● **Records provided**:
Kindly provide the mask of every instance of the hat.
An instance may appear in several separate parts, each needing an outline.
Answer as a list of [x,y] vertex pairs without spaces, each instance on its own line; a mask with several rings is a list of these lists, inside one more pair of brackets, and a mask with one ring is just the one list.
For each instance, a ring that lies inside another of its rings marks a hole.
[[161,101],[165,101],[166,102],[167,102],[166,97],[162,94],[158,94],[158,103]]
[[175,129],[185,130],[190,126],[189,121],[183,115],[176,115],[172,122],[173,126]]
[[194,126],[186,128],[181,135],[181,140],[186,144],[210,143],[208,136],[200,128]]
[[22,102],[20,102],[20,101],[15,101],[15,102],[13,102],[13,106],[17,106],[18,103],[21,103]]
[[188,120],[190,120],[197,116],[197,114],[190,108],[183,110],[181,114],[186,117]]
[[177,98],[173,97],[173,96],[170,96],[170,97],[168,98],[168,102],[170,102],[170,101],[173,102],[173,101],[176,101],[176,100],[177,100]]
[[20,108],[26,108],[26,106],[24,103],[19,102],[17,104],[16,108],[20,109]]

● **Problem statement**: Rewrite the entries above with "instance" changed to "object" wherever it occurs, leaving every other word and character as it stands.

● **Response**:
Kindly provide the mask of every object of the hat.
An object may appear in several separate parts, each needing an outline.
Answer as a list of [x,y] vertex pairs without spaces, each object on its own line; a mask with several rings is a list of these lists, inside one more pair of brackets, and a mask with one ring is just the one list.
For each object, a ring that lies inside another of its rings marks a hole.
[[161,101],[165,101],[166,102],[167,102],[166,97],[162,94],[158,94],[158,103]]
[[175,129],[185,130],[190,126],[189,121],[183,115],[176,115],[172,122],[173,126]]
[[194,126],[186,128],[181,135],[181,140],[186,144],[210,143],[208,136],[200,128]]
[[22,102],[20,102],[20,101],[15,101],[15,102],[13,102],[13,106],[17,106],[18,103],[21,103]]
[[188,120],[190,120],[197,116],[197,114],[190,108],[183,110],[181,114],[186,117]]
[[177,98],[173,97],[173,96],[170,96],[170,97],[168,98],[168,102],[170,102],[170,101],[173,102],[173,101],[176,101],[176,100],[177,100]]
[[20,108],[26,108],[26,106],[24,103],[19,102],[17,104],[16,108],[20,109]]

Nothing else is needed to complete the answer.